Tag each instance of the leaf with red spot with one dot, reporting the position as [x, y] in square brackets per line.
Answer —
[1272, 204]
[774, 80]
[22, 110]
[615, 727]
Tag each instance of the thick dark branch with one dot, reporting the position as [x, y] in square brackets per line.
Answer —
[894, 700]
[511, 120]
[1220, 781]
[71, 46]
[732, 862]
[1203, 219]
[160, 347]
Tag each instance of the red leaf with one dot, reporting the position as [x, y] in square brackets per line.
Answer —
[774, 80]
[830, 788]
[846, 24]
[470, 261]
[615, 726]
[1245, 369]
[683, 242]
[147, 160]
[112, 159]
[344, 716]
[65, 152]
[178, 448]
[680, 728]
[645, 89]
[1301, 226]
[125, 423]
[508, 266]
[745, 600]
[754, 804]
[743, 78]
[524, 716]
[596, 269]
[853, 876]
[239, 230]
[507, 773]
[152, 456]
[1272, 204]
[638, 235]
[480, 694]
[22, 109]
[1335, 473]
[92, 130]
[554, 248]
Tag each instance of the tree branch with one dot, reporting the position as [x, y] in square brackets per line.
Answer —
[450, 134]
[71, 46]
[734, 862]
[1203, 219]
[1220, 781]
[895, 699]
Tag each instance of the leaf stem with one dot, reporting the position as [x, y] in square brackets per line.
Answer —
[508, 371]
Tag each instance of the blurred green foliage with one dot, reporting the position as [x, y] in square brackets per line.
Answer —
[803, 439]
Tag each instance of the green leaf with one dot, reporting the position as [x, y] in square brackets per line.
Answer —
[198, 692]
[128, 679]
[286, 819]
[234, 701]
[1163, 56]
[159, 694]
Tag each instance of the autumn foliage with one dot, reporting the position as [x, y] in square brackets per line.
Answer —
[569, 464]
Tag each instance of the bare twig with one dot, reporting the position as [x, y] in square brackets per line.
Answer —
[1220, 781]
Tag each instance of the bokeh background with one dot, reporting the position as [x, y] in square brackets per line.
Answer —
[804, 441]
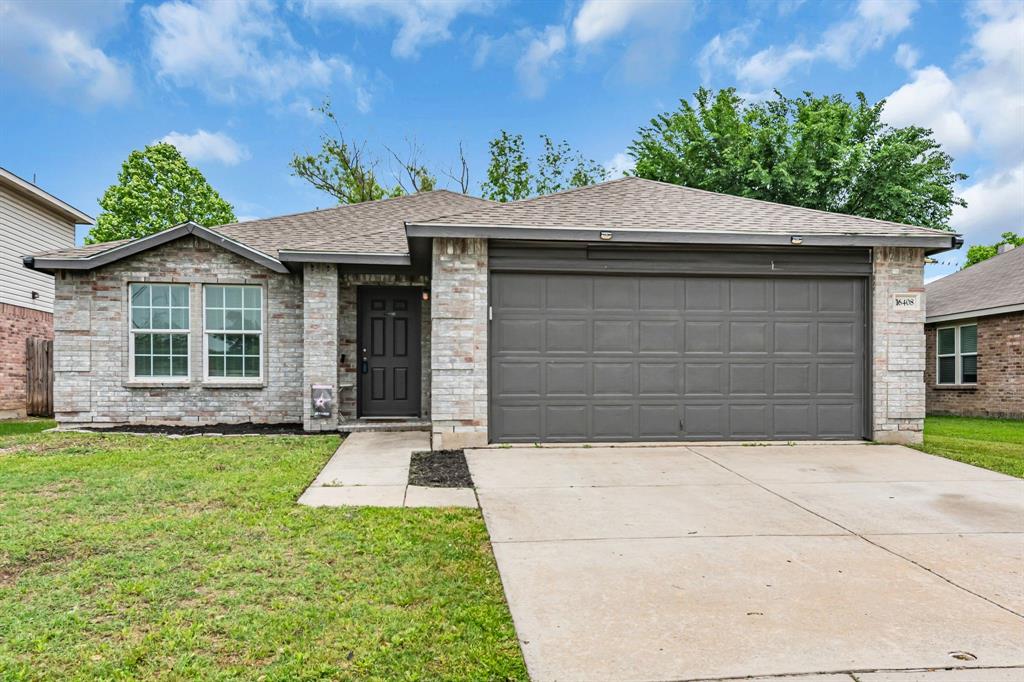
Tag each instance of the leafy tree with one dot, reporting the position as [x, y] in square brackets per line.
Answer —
[557, 168]
[157, 188]
[980, 252]
[508, 174]
[822, 153]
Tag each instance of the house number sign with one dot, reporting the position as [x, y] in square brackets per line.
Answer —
[906, 301]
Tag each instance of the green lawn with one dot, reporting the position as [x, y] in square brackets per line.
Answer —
[129, 557]
[992, 443]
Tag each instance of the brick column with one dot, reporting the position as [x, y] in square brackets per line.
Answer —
[459, 348]
[897, 347]
[320, 343]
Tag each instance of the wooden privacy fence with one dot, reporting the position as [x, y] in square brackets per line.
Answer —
[39, 382]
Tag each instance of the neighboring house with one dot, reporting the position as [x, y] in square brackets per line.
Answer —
[30, 220]
[628, 310]
[975, 330]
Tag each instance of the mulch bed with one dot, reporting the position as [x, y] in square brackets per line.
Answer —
# # # # # # #
- What you have to do
Copy all of the data above and swap every "one dot" for "a single point", keeping everything else the same. Leave out the pictures.

- Output
Tag each instance of the leaf with red spot with a single point, reporting the position as [x, y] in square brackets per line.
Answer —
[1272, 204]
[774, 80]
[22, 110]
[615, 727]
Tag each instance of the thick dark branch with a single point, reporting the position as [x, y] in square brackets per line.
Answer —
[894, 700]
[511, 120]
[1220, 781]
[71, 46]
[732, 862]
[1203, 219]
[160, 347]
Tag each instance of the red leaf with a single point, reporting the position as [x, y] in square brackets per line.
Answer —
[774, 80]
[830, 788]
[846, 24]
[470, 261]
[615, 726]
[1245, 369]
[683, 242]
[147, 160]
[112, 159]
[344, 716]
[65, 152]
[178, 448]
[680, 728]
[645, 89]
[1301, 226]
[125, 423]
[508, 266]
[745, 600]
[754, 804]
[743, 78]
[524, 716]
[596, 269]
[853, 876]
[239, 230]
[507, 773]
[152, 456]
[1272, 204]
[638, 235]
[480, 694]
[22, 109]
[1335, 473]
[92, 130]
[554, 248]
Tag each instance of the tree branch with a single point, reporting the position as [x, y] in square brackets per line.
Answer —
[450, 134]
[71, 46]
[734, 862]
[1203, 219]
[1220, 781]
[895, 699]
Tag each instance of the leaf stem with a single point, reporting the position as [x, y] in square brackets per line.
Answer —
[508, 371]
Tag each instance of the blurred green foliage with a single point, reporting the position as [x, y] in square brackets per line.
Answer —
[803, 439]
Tag each instance of the green leaf with a single point, reporting the position as [x, y] in square brackets per line.
Answer —
[198, 692]
[128, 679]
[286, 819]
[234, 701]
[1163, 56]
[159, 694]
Tag each instance of the autumn foliage with a single point, reporting the position as [x, y] in square brackets per line.
Answer —
[569, 464]
Tag each instance of the bare twig with a single point, reporting the position as [x, y] in square brackets per line.
Answer —
[1220, 781]
Tag each instance of the bokeh background with a single point, reporting the position as [x, y] in square brackets per line.
Answer —
[804, 441]
Tag each instance of the leafy tree with a single point, reporting the position as [x, y] in square brackets per line.
Answer —
[557, 168]
[157, 188]
[980, 252]
[508, 174]
[822, 153]
Tag each instance of the house number sign with a single point, reporting the position as [x, y] in square brackets per line.
Answer —
[906, 301]
Tag each instance of the green lawn with a single point, reporting the position as [x, y] in square brackets per line.
Answer —
[129, 557]
[992, 443]
Tag each instance of the brick column with a single point, reporting the position as [x, y] in square brackets per line.
Answer —
[459, 348]
[897, 347]
[320, 343]
Tag each instance of the wooden privacy fence with a single point, reporting the position as [x, y] in square brackets per line.
Answer —
[39, 382]
Tag each instance of the neighboring house with a single point, reporting the position as [x, y] in square brackets per line.
Answer —
[30, 220]
[628, 310]
[975, 330]
Tag each instance of the mulch bed with a single point, reporting the position as [x, y] in square brackets per line.
Answer —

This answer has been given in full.